◆ What needs to be done
Your copy should match the entries exactly, except that it holds no pictures.

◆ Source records
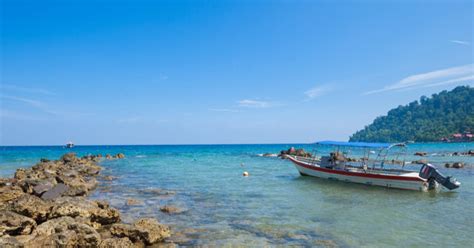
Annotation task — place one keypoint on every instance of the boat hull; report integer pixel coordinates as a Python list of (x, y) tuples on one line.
[(387, 181)]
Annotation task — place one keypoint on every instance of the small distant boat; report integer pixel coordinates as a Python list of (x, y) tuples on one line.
[(370, 171), (70, 144)]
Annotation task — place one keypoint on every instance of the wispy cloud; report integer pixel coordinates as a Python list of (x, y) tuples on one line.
[(225, 110), (129, 120), (452, 75), (316, 92), (33, 103), (461, 42), (248, 103), (26, 89)]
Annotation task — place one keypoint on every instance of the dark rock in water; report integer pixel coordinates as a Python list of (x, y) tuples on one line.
[(42, 187), (147, 230), (78, 207), (69, 157), (157, 192), (170, 209), (55, 192), (116, 243), (14, 224), (458, 165), (44, 160), (62, 217), (64, 232), (32, 206), (131, 202), (421, 154), (9, 193)]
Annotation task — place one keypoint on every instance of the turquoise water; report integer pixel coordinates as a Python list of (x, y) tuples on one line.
[(274, 205)]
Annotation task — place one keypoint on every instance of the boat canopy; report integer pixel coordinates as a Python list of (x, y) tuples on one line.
[(356, 144)]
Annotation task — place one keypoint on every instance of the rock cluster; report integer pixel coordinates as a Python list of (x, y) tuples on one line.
[(46, 206), (295, 152), (456, 165)]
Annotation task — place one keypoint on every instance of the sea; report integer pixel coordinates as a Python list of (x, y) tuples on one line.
[(274, 205)]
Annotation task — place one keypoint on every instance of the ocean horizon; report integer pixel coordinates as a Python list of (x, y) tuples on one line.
[(274, 205)]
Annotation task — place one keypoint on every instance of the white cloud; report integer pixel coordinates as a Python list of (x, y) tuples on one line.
[(248, 103), (316, 92), (33, 103), (452, 75), (129, 120), (26, 89), (225, 110), (461, 42)]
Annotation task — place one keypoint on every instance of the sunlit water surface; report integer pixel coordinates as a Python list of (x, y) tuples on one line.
[(274, 205)]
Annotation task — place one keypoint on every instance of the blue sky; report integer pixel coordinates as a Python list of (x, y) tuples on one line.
[(193, 72)]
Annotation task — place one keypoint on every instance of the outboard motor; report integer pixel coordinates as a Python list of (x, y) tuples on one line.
[(429, 172)]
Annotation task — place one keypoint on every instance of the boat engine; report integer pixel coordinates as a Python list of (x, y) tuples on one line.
[(429, 172)]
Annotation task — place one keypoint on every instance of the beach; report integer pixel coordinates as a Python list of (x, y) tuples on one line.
[(200, 193)]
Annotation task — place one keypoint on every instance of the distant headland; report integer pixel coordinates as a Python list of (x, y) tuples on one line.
[(446, 116)]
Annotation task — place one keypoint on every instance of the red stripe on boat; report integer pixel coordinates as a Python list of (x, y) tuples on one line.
[(355, 174)]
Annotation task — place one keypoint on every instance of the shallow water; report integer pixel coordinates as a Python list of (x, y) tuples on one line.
[(274, 205)]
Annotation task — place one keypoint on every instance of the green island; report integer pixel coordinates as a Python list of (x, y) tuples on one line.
[(446, 116)]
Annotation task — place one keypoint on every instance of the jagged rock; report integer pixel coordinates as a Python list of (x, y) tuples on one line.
[(14, 224), (109, 178), (31, 206), (64, 232), (147, 230), (10, 193), (44, 160), (421, 154), (116, 243), (133, 202), (69, 157), (170, 209), (55, 192), (79, 207), (6, 182), (42, 186), (157, 192)]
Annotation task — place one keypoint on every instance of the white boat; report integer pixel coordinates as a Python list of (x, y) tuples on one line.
[(337, 166), (70, 144)]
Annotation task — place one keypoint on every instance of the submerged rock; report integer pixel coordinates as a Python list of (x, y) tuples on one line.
[(57, 191), (131, 202), (170, 209), (64, 232), (116, 243), (421, 154), (33, 207), (15, 224), (9, 193), (97, 212), (147, 230)]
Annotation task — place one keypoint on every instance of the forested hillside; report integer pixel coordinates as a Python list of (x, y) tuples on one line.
[(430, 119)]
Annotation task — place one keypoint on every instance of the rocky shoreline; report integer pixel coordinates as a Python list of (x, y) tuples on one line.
[(47, 206)]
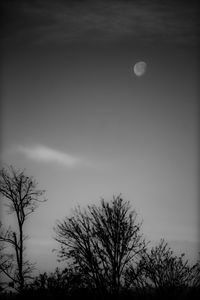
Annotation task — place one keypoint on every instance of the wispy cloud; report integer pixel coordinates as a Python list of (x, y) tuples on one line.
[(43, 22), (48, 155)]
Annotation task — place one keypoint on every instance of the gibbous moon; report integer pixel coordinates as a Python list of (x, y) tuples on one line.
[(140, 68)]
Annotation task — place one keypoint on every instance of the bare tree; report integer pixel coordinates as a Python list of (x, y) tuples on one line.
[(161, 269), (23, 197), (102, 241)]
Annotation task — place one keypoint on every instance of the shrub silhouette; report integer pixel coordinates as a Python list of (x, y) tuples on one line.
[(102, 241)]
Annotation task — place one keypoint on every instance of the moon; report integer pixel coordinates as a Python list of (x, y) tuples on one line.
[(140, 68)]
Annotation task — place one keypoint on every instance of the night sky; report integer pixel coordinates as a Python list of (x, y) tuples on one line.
[(78, 119)]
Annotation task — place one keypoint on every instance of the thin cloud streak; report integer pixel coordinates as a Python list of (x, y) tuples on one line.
[(47, 155), (66, 22)]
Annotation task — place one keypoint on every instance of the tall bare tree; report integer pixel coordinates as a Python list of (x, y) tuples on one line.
[(102, 241), (23, 197)]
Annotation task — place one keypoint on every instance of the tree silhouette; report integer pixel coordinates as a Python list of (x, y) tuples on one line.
[(102, 241), (23, 197), (161, 269)]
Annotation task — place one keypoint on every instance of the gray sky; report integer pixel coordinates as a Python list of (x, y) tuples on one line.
[(76, 117)]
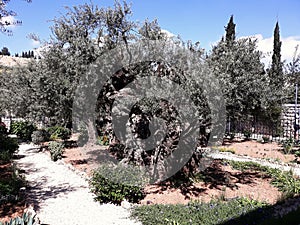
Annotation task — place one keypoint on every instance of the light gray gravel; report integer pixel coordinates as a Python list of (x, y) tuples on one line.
[(61, 196)]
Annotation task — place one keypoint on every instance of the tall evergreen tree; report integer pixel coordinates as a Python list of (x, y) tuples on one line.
[(276, 84), (276, 70), (230, 31)]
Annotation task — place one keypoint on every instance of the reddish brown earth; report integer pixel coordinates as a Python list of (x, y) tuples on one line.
[(227, 184), (258, 150), (224, 182)]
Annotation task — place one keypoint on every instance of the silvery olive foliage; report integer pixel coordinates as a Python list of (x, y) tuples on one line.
[(241, 73)]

◆ Expected output
Annotation task — place one keypoint on every instance of the boat hull; report integer pixel coordinates as a Python list of (x, y) tuples on one line.
[(387, 181)]
Annotation task — place one keypoint on every instance of the small distant boat; report integer pixel coordinates as a Python list of (x, y) tuples on one line.
[(370, 171), (70, 144)]
Annotation task — place one keypoint on every instance of the wispy cloud; report integer pixel coordinates as a Python list of (x, y) tuples on one line.
[(225, 110), (129, 120), (452, 75), (316, 92), (33, 103), (461, 42), (248, 103), (26, 89)]
Annotation task — place one keypoint on every instance of the dark rock in water; report integer pixel coordinates as a Python list of (x, y) tuples on one line.
[(42, 187), (147, 230), (78, 207), (69, 157), (157, 192), (170, 209), (55, 192), (116, 243), (14, 224), (458, 165), (44, 160), (62, 217), (64, 232), (32, 206), (131, 202), (421, 154), (9, 193)]
Annotation task — place one keypoint on every instance of the turquoise water; report integer pixel coordinates as a Python list of (x, y) tuples on one line.
[(274, 205)]
Annotation task — place one keypoint on every instance of the boat canopy; report integer pixel coordinates as a Python list of (x, y) tuples on one line.
[(356, 144)]
Annotation task — place one keypoint on every instance of the rock cluster; report integer pixel coordinates as a Python list of (x, y) tuples on one line.
[(46, 206), (295, 152), (456, 165)]
Annotation task — place one keypoint on every instance of the sea; report integer pixel coordinates as a Python list of (x, y) tuples on one line.
[(274, 205)]
Annotation task — place one keypoint on every instance of the ocean horizon; report integer pixel coordinates as a Python list of (x, y) tuples on one line.
[(274, 205)]
Annotation task — place one keypoint on every instance of the white cloud; report integer pixel coordinates as a Python list of (x, y) tuples on one line.
[(248, 103), (316, 92), (33, 103), (452, 75), (129, 120), (26, 89), (225, 110), (461, 42)]
Annotation task — place one keypoint on every instance of the sunlit water surface; report integer pixel coordinates as a Python list of (x, y) tuples on one line.
[(274, 205)]
Annotation task — place one keypoint on every instance of the blue sky; report integer pixel coordinates as a Python list of (x, y) tuples on one line.
[(193, 72)]
Annotation task — place one keypoint on every instance of the outboard motor; report integer pixel coordinates as a Python list of (x, y) tuples on one line.
[(429, 172)]
Annotation task — place one keypoint on every instance of the boat engine; report integer pixel coordinates as a Python list of (x, y) tuples on one line.
[(429, 172)]
Annotation task — place one keypoint on every instance of the beach; report integer pixel coordinates as a Python list of (x, y) tuples on one line.
[(200, 193)]
Annotation task — place one keypoint on every instance of the distant headland; report integer pixel coordinates as a Python list of (x, y) tuples on one line.
[(446, 116)]
Annotation task — place one keypoint on every instance of the red stripe on boat; report integer pixel coordinates as a Python list of (x, y) tuples on one line.
[(355, 174)]
Annotation task — place one keypoint on every instance of the shallow water; report integer pixel coordinates as a Python list of (x, y) tuples on one line.
[(274, 205)]
Annotation task — place one keypoint on every instance of the green island; report integer pixel coordinates as a Python list of (x, y) tuples on one line.
[(446, 116)]
Annotation task — place one keypoint on every instance of the jagged rock; report integer pixel coordinates as a Python list of (x, y) tuples on one line.
[(14, 224), (109, 178), (31, 206), (64, 232), (147, 230), (10, 193), (44, 160), (421, 154), (116, 243), (133, 202), (69, 157), (170, 209), (55, 192), (79, 207), (6, 182), (42, 186), (157, 192)]
Annotation task — place one keypoint on every instance of the white boat; report integer pixel coordinates as a Python list of (x, y) tuples on one line.
[(337, 166), (70, 144)]
Annotation task — place one keypoint on every instance of the submerged rock; report integer pixel coordinates as a Python list of (x, y) tuples on one line.
[(57, 191), (131, 202), (170, 209), (64, 232), (116, 243), (421, 154), (33, 207), (15, 224), (9, 193), (97, 212), (147, 230)]
Annotation task — place one keypoint on every instance of the forested hillside; report integer pixel coordinates as a Python list of (x, y) tuples on one line.
[(430, 119)]
Annotation task — place one keypoint on every instance of the rocky shoreline; report integer pixel coordinates as a Python list of (x, y) tuples on one line.
[(47, 206)]
Annotation task — place one keypoint on every instance of the wispy cloud; report integer pixel coordinates as a Python list of (x, y) tuples on one line.
[(43, 22), (48, 155)]
Annotation task — place one keypoint on every instance of the gibbous moon; report integer pixel coordinates as a Python list of (x, y) tuples on one line.
[(140, 68)]
Annotation task — place one keypoint on every instance of the bare tree; report integer pixel coordinates as a Python list of (x, y) tuples on one line.
[(161, 269), (23, 197), (102, 241)]
Annotation task — place one keypoint on every instance of the shrub silhouette; report integer pixel coordinates as a Python list of (x, y) tuples on one line.
[(102, 241)]
Annotation task — place one keypoint on every instance of the moon; report integer pixel coordinates as a Python list of (x, y) tuples on one line.
[(140, 68)]
Annotation task — place one keypoint on every instance of the night sky; report integer pixel coordinates as a Python list of (x, y) tuples on one line.
[(78, 119)]
Annotation task — place one keypoint on every instance of the thin cloud streak; report integer pixel coordinates as a Python list of (x, y) tuples on one line.
[(47, 155), (66, 22)]
Annotation task — place one keypoint on every instance of the tall bare tree; report integer pixel coordinates as a Python list of (x, y) tuples on one line.
[(102, 241), (23, 197)]
Annotation task — place one keypoint on every instance of the tree silhouette; report integer pixel coordinates as a Python list of (x, y) tuples on one line.
[(102, 241), (23, 197), (161, 269)]
Annotation task — place one keypoint on every instance of the gray sky; report integer pixel coordinates as a Python list of (x, y) tuples on one line.
[(76, 117)]
Annotation task — place one keypoint on every instance of the light gray gravel; report integer pixel coordinates as a Python list of (x, y) tuples on one line.
[(61, 196)]
Annotation task — place one keypoint on every instance of the tall evergreen tree; report integer pixel coordinates as a Python list of (x, y) tuples on one line.
[(276, 84), (276, 70), (230, 31)]
Annotation task — place one keypoint on every instance of the reddish brown earth; report integer pixel coordinates as a Python list of (x, y) tuples on one line.
[(227, 184), (258, 150), (224, 182)]
Annotation task — place one keypoint on every instance of the silvery olive foliage; report integer pixel coordinates as a Python list of (x, y) tuples on one line.
[(241, 73)]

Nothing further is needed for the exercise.